[Coordinate labeling data]
-=-=-=-=-
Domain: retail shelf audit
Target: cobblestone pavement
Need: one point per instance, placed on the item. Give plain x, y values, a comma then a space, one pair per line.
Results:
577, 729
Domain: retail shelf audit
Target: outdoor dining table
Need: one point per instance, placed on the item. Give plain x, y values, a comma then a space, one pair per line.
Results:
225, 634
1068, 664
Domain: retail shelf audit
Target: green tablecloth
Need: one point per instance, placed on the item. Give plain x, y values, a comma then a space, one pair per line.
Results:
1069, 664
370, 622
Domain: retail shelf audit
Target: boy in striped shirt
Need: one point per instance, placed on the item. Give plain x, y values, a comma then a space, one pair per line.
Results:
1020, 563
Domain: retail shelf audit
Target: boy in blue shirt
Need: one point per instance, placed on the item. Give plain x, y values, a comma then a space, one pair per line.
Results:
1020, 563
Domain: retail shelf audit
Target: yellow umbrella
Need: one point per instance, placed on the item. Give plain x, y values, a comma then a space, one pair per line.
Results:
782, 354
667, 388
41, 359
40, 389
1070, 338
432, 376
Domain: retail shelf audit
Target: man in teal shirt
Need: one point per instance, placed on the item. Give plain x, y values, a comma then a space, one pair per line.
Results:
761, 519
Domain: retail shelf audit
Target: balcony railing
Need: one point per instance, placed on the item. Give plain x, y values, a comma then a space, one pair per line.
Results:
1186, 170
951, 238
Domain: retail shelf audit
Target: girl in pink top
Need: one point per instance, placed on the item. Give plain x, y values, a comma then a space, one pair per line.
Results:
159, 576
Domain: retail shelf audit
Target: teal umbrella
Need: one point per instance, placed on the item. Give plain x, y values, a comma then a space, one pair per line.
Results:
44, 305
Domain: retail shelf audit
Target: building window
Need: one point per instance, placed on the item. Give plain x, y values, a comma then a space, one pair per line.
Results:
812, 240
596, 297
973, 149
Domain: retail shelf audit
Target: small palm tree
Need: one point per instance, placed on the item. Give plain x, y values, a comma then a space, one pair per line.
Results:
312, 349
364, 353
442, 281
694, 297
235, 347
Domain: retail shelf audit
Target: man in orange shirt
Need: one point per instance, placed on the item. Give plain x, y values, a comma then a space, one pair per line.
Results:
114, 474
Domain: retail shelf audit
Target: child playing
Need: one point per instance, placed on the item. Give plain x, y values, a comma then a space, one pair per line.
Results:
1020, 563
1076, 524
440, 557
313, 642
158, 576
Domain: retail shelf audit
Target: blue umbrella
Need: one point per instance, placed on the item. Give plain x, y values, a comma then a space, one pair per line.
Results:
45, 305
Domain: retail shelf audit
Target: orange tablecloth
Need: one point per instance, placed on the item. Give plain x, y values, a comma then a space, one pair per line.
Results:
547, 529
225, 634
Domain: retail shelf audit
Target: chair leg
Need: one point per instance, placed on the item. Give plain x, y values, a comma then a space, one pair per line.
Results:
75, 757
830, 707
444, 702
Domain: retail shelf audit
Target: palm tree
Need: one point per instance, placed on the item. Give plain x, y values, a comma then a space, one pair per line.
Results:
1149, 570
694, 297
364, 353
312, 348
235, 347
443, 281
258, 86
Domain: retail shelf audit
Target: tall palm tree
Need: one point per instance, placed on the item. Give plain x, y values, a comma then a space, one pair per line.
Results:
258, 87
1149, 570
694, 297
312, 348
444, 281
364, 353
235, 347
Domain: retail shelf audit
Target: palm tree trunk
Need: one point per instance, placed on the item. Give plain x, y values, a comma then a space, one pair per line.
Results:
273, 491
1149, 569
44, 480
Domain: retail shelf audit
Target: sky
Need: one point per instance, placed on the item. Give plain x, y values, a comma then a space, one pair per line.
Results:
-=-=-=-=-
[Set task] Return every line above that contains the word "teal".

[Correct result]
Target: man in teal shirt
Target: teal umbrella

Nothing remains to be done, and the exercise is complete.